-- begin Document section --
Lease and well expenses include expenses for EOG-operated properties, as well as expenses billed to EOG from other operators where EOG is not the operator of a property. Lease and well expenses can be divided into the following categories: costs to operate and maintain crude oil and natural gas wells, the cost of workovers and lease and well administrative expenses. Operating and maintenance costs include, among other things, pumping services, salt water disposal, equipment repair and maintenance, compression expense, lease upkeep and fuel and power. Workovers are operations to restore or maintain production from existing wells.
Each of these categories of costs individually fluctuates from time to time as EOG attempts to maintain and increase production while maintaining efficient, safe and environmentally responsible operations. EOG continues to increase its operating activities by drilling new wells in existing and new areas. Operating and maintenance costs within these existing and new areas, as well as the costs of services charged to EOG by vendors, fluctuate over time.
-- end Document section --
-- begin Dataset section --
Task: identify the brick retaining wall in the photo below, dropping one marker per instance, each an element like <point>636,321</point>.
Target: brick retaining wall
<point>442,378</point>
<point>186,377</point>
-- end Dataset section --
### [Task list]
[1] In the passage on lease and well expenses, what are workovers?
[2] Carry the passage on EOG's lease and well expenses forward from its final sentence.
The lines are separate material and have no connection to the passage on lease and well expenses.

### [The responses]
[1] Operations to restore or maintain production from existing wells.

[2]
Lease and well expenses of $1,283 million in 2018 increased $238 million from $1,045 million in 2017 primarily due to higher operating and maintenance costs ($171 million), higher workover expenditures ($44 million) and higher lease and well administrative expenses ($41 million), all in the United States, partially offset by lower operating and maintenance costs in the United Kingdom ($18 million). Lease and well expenses increased in the United States primarily due to increased operating activities resulting in increased production.
Transportation costs represent costs associated with the delivery of hydrocarbon products from the lease to a downstream point of sale. Transportation costs include transportation fees, the cost of compression (the cost of compressing natural gas to meet pipeline pressure requirements), dehydration (the cost associated with removing water from natural gas to meet pipeline requirements), gathering fees and fuel costs.
Transportation costs of $747 million in 2018 increased $7 million from $740 million in 2017 primarily due to increased transportation costs in the Permian Basin ($116 million), partially offset by decreased transportation costs in the Barnett Shale ($52 million), the Eagle Ford ($31 million) and the Rocky Mountain area ($25 million).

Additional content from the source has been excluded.